Passage given.
════════════════════

For decades, a great number of Americans saw Alger Hiss as an innocent victim of McCarthyism--a distinguished diplomat railroaded by an ambitious Richard Nixon. And even as the case against Hiss grew over time, his dignified demeanor helped create an aura of innocence that outshone the facts in many minds. Now G. Edward White deftly draws together the countless details of Hiss's life--from his upper middle-class childhood in Baltimore and his brilliant success at Harvard to his later career as a self-made martyr to McCarthyism--to paint a fascinating portrait of a man whose life was devoted to perpetuating a lie. White catalogs the evidence that proved Hiss's guilt, from Whittaker Chambers's famous testimony, to copies of State Department documents typed on Hiss's typewriter, to Allen Weinstein's groundbreaking investigation in the 1970s. The author then explores the central conundrums of Hiss's Why did this talented lawyer become a Communist and a Soviet spy? Why did he devote so much of his life to an extensive public campaign to deny his espionage? And how, without producing any new evidence, did he convince many people that he was innocent? White offers a compelling analysis of Hiss's behavior in the face of growing evidence of his guilt, revealing how this behavior fit into an ongoing pattern of denial and duplicity in his life. The story of Alger Hiss is in part a reflection of Cold War America--a time of ideological passions, partisan battles, and secret lives. It is also a story that transcends a particular historical era--a story about individuals who choose to engage in espionage for foreign powers and the secret worlds they choose to conceal. In White's skilled hands, the life of Alger Hiss comes to illuminate both of those themes.

════════════════════

(Object position labeling records)
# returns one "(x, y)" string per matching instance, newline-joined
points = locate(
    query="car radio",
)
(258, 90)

════════════════════

Instructions to follow. Write the next part of the book description about Alger Hiss, starting after its final sentence.

Reply to the exercise.
G. Edward White is the David and Mary Harrison Distinguished Professor of Law at the University of Virginia. He was awarded a Guggenheim Fellowship in 1983.
The famous US espionager, Alger Hiss vs Whittaker Chambers, evokes Graham Greene-John LeCarre in this knockout investigation of a 1950s "case" now embedded in the American landscape. For cloak-dag buffs, author White's study of Hiss-tory leaves you breathless.
Careless, Smirk and Snake are characters in English comedy. In US drama we have Hiss, who performed on a stage of his own making. Urbane and cultivated, the Harvard-educated lawyer was a golden boy at the State Department - present at Yalta and founding of the UN - but he'd been giving secrets to the Russians for years. Chambers, a boozy, brilliant writer, had been a close Soviet contact in the 1930s who quit the CP upon learning of the Stalin purges.
Hiss's mask of duplicity came off during two trials: this began when he admitted to vaguely knowing Chambers in the '30s. He tried to recall Chambers during a "recognition" charade. Hmm, uh, his teeth, wavered Hiss, "look to me as though they have been improved upon" or dental work had been done. Yes, Chambers assented, he'd had extractions. Would Hiss need to speak to the dentist before he could positively ID Chambers--?
Hiss claimed he was framed by the "mentally unstable" Chambers. Problem: the Chambers testimony checked out, and why would Chambers want to frame him? He hadn't seen Hiss in ten years. For Hiss, the question of treason was a matter of manners. His were perfect.
Convicted of perjury Hiss spent 4 years in prison, and then lived on and on and on until 1996 when he died at age 92. A sense of ambiguity abt Hiss haunted journalists and partisans on both sides. He sought to vindicate himself with an aura of nobility, says the perceptive author, as a serene casualty of the Cold War.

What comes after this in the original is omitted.